== Collection entries ==
↓↓↓

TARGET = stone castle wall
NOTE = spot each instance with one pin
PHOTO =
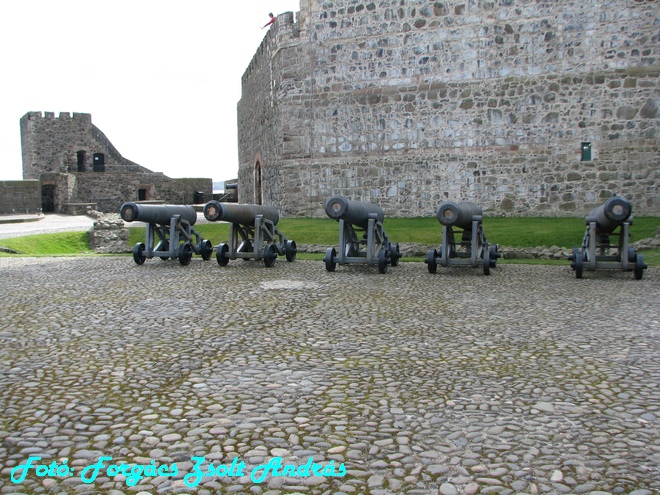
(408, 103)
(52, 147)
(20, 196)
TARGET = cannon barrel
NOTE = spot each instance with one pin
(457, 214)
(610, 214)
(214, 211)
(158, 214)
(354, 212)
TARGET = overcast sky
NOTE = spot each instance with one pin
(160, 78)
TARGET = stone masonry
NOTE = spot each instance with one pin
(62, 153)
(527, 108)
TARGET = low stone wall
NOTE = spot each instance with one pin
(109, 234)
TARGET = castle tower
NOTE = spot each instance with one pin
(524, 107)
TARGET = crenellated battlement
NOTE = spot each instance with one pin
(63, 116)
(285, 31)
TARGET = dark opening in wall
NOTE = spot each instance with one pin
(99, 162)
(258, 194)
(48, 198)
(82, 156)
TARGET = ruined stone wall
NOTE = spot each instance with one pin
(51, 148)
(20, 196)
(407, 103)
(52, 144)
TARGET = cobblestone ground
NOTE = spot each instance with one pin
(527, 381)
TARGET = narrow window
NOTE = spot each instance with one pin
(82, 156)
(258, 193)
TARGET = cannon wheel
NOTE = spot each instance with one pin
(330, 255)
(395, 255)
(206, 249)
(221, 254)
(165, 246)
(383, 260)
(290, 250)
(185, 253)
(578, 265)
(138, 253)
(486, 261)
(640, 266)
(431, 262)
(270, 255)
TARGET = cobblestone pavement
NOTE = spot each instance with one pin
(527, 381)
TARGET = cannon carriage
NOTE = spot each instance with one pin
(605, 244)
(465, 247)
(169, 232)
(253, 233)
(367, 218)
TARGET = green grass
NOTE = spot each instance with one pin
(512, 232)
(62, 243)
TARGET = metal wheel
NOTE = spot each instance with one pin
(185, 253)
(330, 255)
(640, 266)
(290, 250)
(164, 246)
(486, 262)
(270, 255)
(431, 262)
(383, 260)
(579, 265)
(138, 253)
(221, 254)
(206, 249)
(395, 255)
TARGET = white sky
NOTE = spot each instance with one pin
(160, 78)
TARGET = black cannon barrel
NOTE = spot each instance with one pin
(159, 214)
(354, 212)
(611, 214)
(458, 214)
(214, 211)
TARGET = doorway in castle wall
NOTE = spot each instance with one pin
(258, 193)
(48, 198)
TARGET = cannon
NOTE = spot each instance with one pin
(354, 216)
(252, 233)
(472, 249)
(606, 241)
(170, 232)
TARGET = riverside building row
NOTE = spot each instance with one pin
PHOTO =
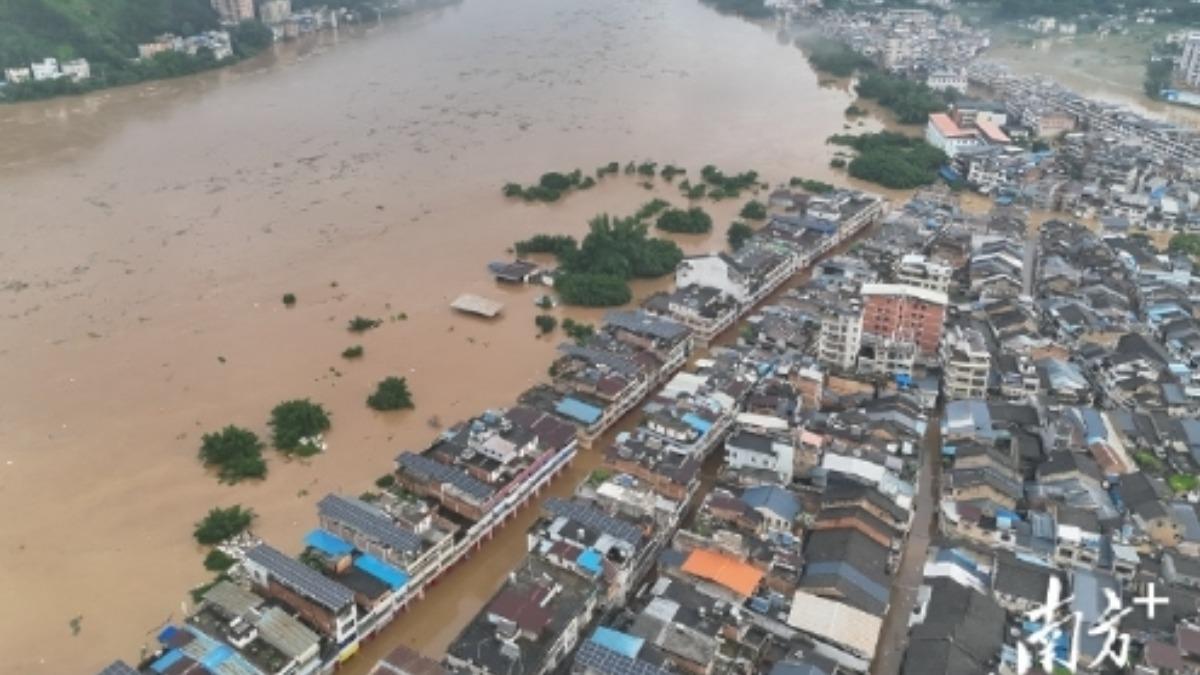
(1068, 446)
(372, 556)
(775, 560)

↑↑↑

== Task brief ==
The lines to retype run from the one containing "TARGET = crenellated battlement" through the last line of the records above; write them exactly and skip the pictures.

== Exercise answer ==
TARGET = crenellated battlement
NOTE = spot each instance with one pin
(63, 116)
(285, 31)
TARGET = dark opening in wall
NOTE = spot each instance with one pin
(99, 162)
(258, 194)
(48, 198)
(82, 156)
TARGET = ruined stone wall
NOTE = spot each instance with one pin
(51, 148)
(20, 196)
(407, 103)
(52, 144)
TARGET = cobblestone ground
NOTE = spot each instance with one pin
(527, 381)
TARGET = narrow window
NOTE = spot each instance with one pin
(82, 156)
(258, 193)
TARGET = cannon wheel
NOTE = spot each instance with one pin
(330, 255)
(395, 255)
(206, 249)
(221, 254)
(165, 246)
(383, 260)
(290, 250)
(185, 253)
(578, 265)
(138, 253)
(486, 261)
(640, 266)
(431, 262)
(270, 255)
TARGET = cobblestone pavement
NOTE = spot each instance with one pin
(527, 381)
TARGET = cannon carriage
NOTE = spot each instance with one pin
(605, 244)
(465, 247)
(169, 232)
(253, 233)
(367, 218)
TARGET = green grass
NOTE = spot each instance with one pin
(512, 232)
(62, 243)
TARGET = metal wheel
NOTE = spot each instance with one pin
(185, 253)
(330, 255)
(640, 266)
(290, 250)
(164, 246)
(486, 262)
(270, 255)
(431, 262)
(383, 260)
(579, 265)
(138, 253)
(221, 254)
(206, 249)
(395, 255)
TARGET = white sky
NOTE = spot each instance with one pin
(160, 78)
TARGET = black cannon barrel
NOTE = spot each instance with one pin
(159, 214)
(354, 212)
(611, 214)
(458, 214)
(214, 211)
TARGET = doorway in castle wall
NOTE = spot each instance with one pin
(258, 193)
(48, 198)
TARGET = cannon
NOTE = spot each instance with one pin
(354, 216)
(252, 233)
(472, 249)
(606, 241)
(170, 232)
TARGET = riverside building row
NOTE = spot each instance with one pin
PHOTO =
(1068, 446)
(372, 556)
(775, 560)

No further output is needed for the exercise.